### 任务 a
改写文档节选的一段：从含有“Barking at life”的那句开始，写到“was also provided.”结束，其中的“cats”全部换成“birds”。

### 文档节选
- - - -

官方教程给的这个设置就不合理，因为>=256才触发总结，但是触发总结时给llm的上限长度也是256，就意味着>的部分肯定被裁剪了，合理的设置区间应该是max_token > max_tokens_before_summary。

上面这个设置就记不住下面的name是bob

In [10]:
from typing import Any, TypedDict

from langchain.messages import AnyMessage
from langchain_core.messages.utils import count_tokens_approximately
from langgraph.graph import StateGraph, START, MessagesState
from langgraph.checkpoint.memory import InMemorySaver
from langmem.short_term import SummarizationNode, RunningSummary  

summarization_model = model.bind(max_tokens=128)

class State(MessagesState):
    context: dict[str, RunningSummary]  

class LLMInputState(TypedDict):  
    summarized_messages: list[AnyMessage]
    context: dict[str, RunningSummary]

summarization_node = SummarizationNode(  
    token_counter=count_tokens_approximately,
    model=summarization_model,
    max_tokens=256,
    max_tokens_before_summary=128,
    max_summary_tokens=64,
)

def call_model(state: LLMInputState):  
    response = model.invoke(state["summarized_messages"])
    return {"messages": [response]}

checkpointer = InMemorySaver()
builder = StateGraph(State)
builder.add_node(call_model)
builder.add_node("summarize", summarization_node)  
builder.add_edge(START, "summarize")
builder.add_edge("summarize", "call_model")
graph = builder.compile(checkpointer=checkpointer)

# Invoke the graph
config = {"configurable": {"thread_id": "1"}}
graph.invoke({"messages": "hi, my name is bob"}, config)
graph.invoke({"messages": "write a short poem about cats"}, config)
graph.invoke({"messages": "now do the same but for dogs"}, config)
final_response = graph.invoke({"messages": "what's my name?"}, config)

final_response["messages"][-1].pretty_print()
print("\nSummary:", final_response["context"]["running_summary"].summary)


You mentioned your name earlier as Bob. Is that correct, or did you have a different name in mind?

Summary: Sure, here's a short poem about dogs:

With tails wagging, joyful and free,
Bounding through fields with glee.
Eyes full of trust, hearts so true,
Loyal friends, steadfast and new.

Barking at life with open cheer,
In every moment, they're always near.
Paws that patter, a warm embrace,
Dogs, the light in our daily race.

### Summary of the Conversation:
- Bob introduced himself.
- He requested a short poem about cats, which was provided.
- He then asked for a similar poem, but this time about dogs, which was also provided.

- - - -

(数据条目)
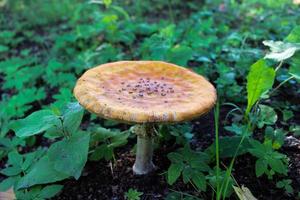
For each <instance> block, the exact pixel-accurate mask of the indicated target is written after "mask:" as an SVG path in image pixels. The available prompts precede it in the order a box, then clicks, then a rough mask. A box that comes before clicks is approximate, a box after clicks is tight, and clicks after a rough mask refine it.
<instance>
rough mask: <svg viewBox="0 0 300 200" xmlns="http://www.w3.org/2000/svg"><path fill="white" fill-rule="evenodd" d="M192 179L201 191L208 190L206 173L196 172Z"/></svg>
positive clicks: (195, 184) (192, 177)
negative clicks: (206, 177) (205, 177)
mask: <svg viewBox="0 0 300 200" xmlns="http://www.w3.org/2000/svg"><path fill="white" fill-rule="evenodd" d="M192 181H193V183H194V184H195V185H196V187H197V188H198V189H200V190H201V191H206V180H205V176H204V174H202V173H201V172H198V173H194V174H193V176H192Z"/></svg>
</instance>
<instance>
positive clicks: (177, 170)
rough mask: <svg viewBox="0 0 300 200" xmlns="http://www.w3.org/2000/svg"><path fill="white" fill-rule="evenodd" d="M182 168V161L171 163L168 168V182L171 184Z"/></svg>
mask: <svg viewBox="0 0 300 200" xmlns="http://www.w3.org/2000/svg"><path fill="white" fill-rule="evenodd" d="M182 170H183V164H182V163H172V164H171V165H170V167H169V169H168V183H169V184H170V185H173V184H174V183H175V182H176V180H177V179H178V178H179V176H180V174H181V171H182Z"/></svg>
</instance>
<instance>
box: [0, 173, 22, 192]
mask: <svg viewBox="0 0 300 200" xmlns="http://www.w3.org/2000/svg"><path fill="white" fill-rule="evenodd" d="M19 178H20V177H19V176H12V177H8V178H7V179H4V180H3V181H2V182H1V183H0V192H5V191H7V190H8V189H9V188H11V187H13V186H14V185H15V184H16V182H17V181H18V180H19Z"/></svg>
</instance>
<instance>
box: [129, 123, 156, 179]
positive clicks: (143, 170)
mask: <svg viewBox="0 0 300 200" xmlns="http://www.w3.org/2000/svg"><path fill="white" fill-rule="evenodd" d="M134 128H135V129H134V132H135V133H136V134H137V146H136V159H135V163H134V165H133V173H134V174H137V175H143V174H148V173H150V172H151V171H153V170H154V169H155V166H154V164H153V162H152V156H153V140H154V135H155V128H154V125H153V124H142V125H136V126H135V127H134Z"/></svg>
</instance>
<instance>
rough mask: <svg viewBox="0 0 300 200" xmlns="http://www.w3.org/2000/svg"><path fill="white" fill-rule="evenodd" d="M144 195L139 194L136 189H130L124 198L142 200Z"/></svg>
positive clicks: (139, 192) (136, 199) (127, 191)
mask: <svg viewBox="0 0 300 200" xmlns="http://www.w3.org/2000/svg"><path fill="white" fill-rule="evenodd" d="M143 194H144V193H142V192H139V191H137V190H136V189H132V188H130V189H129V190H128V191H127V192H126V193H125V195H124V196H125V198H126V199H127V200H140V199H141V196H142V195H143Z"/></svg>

- - - -

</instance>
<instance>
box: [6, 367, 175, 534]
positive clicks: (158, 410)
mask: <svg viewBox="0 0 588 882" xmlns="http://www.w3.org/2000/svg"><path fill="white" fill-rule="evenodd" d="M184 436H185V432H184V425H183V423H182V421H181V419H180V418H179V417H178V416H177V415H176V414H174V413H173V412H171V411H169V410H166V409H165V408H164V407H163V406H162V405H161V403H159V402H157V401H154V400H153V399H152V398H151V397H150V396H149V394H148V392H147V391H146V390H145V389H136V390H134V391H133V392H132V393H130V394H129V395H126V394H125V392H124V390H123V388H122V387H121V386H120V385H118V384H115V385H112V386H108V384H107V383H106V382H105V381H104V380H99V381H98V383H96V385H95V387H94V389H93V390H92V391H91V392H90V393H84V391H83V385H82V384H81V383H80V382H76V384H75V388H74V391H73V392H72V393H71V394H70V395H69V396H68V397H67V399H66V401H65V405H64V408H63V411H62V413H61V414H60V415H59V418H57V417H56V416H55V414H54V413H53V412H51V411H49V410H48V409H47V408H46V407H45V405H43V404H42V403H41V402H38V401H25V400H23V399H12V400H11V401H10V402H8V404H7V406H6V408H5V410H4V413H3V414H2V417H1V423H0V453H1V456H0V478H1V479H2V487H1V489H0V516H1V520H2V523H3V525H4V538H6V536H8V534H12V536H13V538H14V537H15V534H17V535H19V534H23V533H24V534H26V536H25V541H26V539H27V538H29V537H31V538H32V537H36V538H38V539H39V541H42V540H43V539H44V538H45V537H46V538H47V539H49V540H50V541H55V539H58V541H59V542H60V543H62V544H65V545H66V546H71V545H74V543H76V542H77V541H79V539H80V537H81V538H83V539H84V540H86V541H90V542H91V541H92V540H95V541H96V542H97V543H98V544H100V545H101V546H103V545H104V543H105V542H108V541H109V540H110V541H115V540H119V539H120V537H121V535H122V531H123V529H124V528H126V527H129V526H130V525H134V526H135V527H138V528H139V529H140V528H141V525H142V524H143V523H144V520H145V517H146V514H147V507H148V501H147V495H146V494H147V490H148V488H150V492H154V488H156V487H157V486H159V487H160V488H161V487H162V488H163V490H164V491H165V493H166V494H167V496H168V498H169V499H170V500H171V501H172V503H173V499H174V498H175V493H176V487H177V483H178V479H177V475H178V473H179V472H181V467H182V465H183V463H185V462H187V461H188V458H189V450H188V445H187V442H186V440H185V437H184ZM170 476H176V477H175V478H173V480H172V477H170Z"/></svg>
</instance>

- - - -

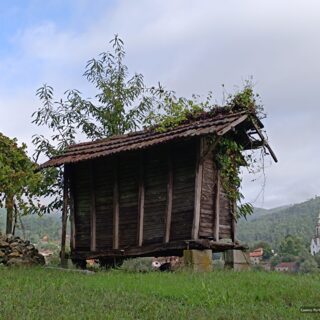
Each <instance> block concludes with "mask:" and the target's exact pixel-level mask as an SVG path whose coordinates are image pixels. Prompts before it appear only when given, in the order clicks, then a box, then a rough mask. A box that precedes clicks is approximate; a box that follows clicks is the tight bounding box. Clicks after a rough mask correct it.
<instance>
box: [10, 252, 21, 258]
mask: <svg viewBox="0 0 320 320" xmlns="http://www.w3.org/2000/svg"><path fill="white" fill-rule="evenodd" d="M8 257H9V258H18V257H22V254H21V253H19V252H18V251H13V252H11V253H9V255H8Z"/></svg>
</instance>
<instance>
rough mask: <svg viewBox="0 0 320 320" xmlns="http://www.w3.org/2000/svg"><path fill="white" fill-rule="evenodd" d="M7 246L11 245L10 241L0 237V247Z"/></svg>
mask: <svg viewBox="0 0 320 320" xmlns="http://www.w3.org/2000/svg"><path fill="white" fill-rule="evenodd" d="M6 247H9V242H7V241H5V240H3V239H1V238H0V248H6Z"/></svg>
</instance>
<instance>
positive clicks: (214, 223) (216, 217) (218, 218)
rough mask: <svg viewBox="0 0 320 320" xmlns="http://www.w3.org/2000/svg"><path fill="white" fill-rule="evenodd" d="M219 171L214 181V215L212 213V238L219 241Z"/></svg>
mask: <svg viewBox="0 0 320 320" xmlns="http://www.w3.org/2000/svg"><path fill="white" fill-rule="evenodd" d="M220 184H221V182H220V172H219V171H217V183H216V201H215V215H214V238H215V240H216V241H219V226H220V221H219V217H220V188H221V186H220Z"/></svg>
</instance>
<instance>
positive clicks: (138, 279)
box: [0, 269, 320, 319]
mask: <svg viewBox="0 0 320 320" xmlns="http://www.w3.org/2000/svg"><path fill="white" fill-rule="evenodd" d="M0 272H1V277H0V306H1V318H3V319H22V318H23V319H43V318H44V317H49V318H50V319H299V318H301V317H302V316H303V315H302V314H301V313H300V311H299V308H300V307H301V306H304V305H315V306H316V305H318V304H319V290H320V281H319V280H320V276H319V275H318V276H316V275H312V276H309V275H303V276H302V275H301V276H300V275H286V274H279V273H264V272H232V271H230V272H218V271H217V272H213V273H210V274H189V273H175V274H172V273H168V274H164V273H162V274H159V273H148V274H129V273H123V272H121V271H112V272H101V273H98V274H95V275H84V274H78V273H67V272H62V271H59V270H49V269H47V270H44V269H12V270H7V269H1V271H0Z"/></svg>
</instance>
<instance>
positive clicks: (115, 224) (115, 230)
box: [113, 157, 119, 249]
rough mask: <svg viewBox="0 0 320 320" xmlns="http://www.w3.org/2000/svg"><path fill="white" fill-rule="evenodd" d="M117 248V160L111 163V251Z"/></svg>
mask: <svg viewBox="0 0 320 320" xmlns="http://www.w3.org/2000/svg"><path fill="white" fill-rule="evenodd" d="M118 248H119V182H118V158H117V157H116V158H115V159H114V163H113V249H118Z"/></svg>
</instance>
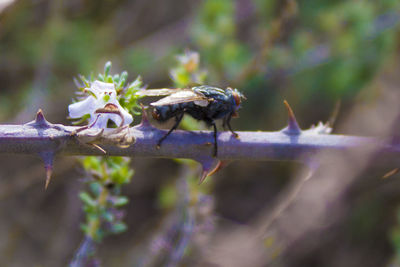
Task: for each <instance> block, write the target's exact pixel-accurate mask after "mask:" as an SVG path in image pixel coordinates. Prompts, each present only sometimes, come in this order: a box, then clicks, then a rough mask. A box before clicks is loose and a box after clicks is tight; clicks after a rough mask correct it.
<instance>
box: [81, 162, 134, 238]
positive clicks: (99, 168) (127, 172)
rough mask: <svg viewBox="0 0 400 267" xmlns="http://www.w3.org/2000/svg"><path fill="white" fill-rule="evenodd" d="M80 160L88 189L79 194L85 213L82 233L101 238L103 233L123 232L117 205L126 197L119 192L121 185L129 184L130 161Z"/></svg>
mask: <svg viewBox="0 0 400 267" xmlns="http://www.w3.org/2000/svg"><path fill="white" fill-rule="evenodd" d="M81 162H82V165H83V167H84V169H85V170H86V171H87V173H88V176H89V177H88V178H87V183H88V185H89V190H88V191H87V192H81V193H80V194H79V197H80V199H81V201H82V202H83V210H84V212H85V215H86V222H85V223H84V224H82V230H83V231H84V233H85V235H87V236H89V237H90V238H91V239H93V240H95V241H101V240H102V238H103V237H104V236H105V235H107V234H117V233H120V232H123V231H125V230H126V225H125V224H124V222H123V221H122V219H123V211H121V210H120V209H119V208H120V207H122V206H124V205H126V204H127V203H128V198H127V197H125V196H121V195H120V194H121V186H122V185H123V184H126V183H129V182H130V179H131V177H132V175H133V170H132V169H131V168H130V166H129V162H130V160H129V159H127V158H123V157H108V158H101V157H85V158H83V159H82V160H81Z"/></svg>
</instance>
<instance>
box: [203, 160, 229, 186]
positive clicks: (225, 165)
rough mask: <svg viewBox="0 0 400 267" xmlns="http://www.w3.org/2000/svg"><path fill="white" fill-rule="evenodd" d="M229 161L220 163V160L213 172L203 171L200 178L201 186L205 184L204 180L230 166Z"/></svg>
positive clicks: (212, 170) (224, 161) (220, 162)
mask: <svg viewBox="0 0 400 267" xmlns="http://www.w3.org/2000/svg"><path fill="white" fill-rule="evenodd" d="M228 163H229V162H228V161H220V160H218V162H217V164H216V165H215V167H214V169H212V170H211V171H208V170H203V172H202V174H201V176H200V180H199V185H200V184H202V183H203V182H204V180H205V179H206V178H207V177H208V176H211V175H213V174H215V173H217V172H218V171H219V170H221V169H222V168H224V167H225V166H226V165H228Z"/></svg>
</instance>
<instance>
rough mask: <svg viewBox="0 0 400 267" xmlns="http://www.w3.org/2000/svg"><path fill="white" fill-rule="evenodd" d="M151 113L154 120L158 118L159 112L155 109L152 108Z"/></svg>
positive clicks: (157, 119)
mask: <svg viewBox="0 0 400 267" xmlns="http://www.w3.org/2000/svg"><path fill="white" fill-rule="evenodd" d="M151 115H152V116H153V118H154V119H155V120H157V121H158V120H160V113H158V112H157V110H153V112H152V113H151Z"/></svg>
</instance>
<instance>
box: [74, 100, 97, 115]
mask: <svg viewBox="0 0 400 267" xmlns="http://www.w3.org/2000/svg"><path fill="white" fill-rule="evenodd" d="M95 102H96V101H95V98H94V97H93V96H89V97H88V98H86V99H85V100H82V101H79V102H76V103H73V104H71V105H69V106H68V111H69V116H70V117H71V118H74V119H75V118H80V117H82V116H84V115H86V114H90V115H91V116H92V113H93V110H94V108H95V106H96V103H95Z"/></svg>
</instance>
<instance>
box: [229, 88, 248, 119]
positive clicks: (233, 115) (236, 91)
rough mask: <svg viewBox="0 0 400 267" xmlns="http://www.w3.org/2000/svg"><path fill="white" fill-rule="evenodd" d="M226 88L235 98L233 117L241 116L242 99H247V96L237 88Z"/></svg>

- - - -

### 任务 b
把条目里每一行带有字符串“present”的内容都返回出来。

### 参考答案 a
Barking at life with open cheer,
In every moment, they're always near.
Paws that patter, a warm embrace,
Dogs, the light in our daily race.

### Summary of the Conversation:
- Bob introduced himself.
- He requested a short poem about birds, which was provided.
- He then asked for a similar poem, but this time about dogs, which was also provided.

### 参考答案 b
Task: for each <instance> block, write the target's exact pixel-accurate mask after "mask:" as an SVG path in image pixel coordinates. Prompts, each present only sometimes, come in this order: a box, then clicks, then a rough mask. A box before clicks is loose and a box after clicks is tight; clicks after a rough mask correct it.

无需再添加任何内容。